**Page text**
──────────────────────────────
The driving Theory Test questions are changing to make the test more accessible for everyone, the Driver and Vehicle Standards Agency (DVSA) has announced.
The agency have teamed up with the British Dyslexia Association, the British Deaf Association and other stakeholders to make the test more accessible for candidates.
The revised questions in the theory test will be introduced on 1 May 2018 and will be in plainer English. DVSA believe this will give everyone who is capable of being a safe and responsible driver the opportunity to pass their driving tests – both theory and practical.
DVSA has rephrased all of the ‘continuation’ questions in the test. This type of question asks the candidate to choose an answer from a list, to complete a sentence.
The DVSA are changing the wording so that the candidate has to pick a statement to answer the question instead, which will make it easier for some candidates to understand.
An example of how the wording has changed is:
If you use a hands-free phone while you’re driving it’s likely that it will
- increase your safety
- increase your concentration
- increase your awareness
- decrease your concentration
If you use a hands-free phone while you’re driving what’s likely to happen?
- It will make you safer
- It will be easier for you to concentrate
- It will make you more aware
- It will be harder for you to concentrate
They have replaced words such as ‘increased’ and ‘decreased’ with simpler words such as bigger, smaller, longer, shorter. They have also removed or replaced longer words or phrases like ‘consumption’, ‘Vehicle Excise Duty’ or ‘medication’ with simpler words.
──────────────────────────────
**Data for review**
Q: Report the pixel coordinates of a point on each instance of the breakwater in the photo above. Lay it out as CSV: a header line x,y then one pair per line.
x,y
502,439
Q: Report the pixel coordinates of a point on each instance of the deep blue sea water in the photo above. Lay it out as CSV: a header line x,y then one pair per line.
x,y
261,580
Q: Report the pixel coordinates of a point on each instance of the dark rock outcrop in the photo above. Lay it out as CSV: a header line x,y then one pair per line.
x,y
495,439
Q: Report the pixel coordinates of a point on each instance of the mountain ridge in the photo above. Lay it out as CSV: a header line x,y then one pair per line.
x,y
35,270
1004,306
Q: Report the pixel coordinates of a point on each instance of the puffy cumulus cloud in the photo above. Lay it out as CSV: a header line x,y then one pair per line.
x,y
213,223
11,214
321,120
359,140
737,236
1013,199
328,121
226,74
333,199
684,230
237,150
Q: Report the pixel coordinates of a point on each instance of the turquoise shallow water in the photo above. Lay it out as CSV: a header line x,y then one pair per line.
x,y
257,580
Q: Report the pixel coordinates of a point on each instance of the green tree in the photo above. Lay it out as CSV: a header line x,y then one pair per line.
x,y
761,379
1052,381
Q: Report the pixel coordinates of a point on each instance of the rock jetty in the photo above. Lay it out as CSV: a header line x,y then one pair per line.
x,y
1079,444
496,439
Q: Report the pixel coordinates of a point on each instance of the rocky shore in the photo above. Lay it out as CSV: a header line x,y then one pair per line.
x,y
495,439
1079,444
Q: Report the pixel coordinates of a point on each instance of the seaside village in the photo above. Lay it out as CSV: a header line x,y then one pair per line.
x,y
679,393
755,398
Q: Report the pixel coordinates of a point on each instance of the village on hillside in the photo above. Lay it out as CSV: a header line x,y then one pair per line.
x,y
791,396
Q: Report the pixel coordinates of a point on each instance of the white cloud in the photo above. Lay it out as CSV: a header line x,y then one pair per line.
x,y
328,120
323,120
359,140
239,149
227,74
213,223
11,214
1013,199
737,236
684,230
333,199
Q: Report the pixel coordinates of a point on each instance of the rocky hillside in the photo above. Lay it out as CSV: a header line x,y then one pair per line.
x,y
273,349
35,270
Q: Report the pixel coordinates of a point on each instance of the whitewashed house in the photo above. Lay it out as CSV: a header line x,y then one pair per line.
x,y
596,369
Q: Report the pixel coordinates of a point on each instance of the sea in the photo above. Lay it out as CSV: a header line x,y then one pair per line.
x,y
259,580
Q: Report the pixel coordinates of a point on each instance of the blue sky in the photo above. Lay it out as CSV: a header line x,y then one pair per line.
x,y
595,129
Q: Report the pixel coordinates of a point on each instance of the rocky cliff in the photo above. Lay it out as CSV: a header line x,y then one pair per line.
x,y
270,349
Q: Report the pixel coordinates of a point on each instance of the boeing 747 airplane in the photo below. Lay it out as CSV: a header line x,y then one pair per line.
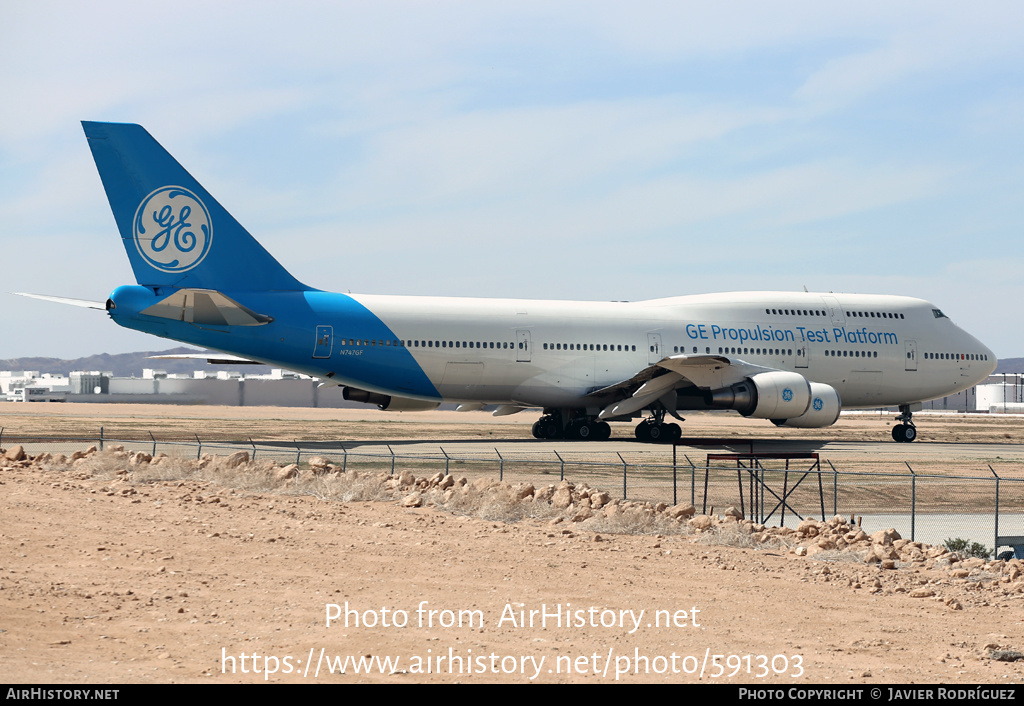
x,y
794,359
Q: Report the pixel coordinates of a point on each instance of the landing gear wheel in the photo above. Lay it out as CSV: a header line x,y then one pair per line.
x,y
904,432
643,431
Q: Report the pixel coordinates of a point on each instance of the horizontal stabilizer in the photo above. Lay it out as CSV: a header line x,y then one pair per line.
x,y
205,306
101,305
212,358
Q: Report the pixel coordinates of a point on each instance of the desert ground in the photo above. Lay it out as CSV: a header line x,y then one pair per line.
x,y
118,569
──────────────────────────────
**Exercise objective**
Reproduce the theory test article above in full, word for word.

**Exercise solution**
The driving Theory Test questions are changing to make the test more accessible for everyone, the Driver and Vehicle Standards Agency (DVSA) has announced.
The agency have teamed up with the British Dyslexia Association, the British Deaf Association and other stakeholders to make the test more accessible for candidates.
The revised questions in the theory test will be introduced on 1 May 2018 and will be in plainer English. DVSA believe this will give everyone who is capable of being a safe and responsible driver the opportunity to pass their driving tests – both theory and practical.
DVSA has rephrased all of the ‘continuation’ questions in the test. This type of question asks the candidate to choose an answer from a list, to complete a sentence.
The DVSA are changing the wording so that the candidate has to pick a statement to answer the question instead, which will make it easier for some candidates to understand.
An example of how the wording has changed is:
If you use a hands-free phone while you’re driving it’s likely that it will
- increase your safety
- increase your concentration
- increase your awareness
- decrease your concentration
If you use a hands-free phone while you’re driving what’s likely to happen?
- It will make you safer
- It will be easier for you to concentrate
- It will make you more aware
- It will be harder for you to concentrate
They have replaced words such as ‘increased’ and ‘decreased’ with simpler words such as bigger, smaller, longer, shorter. They have also removed or replaced longer words or phrases like ‘consumption’, ‘Vehicle Excise Duty’ or ‘medication’ with simpler words.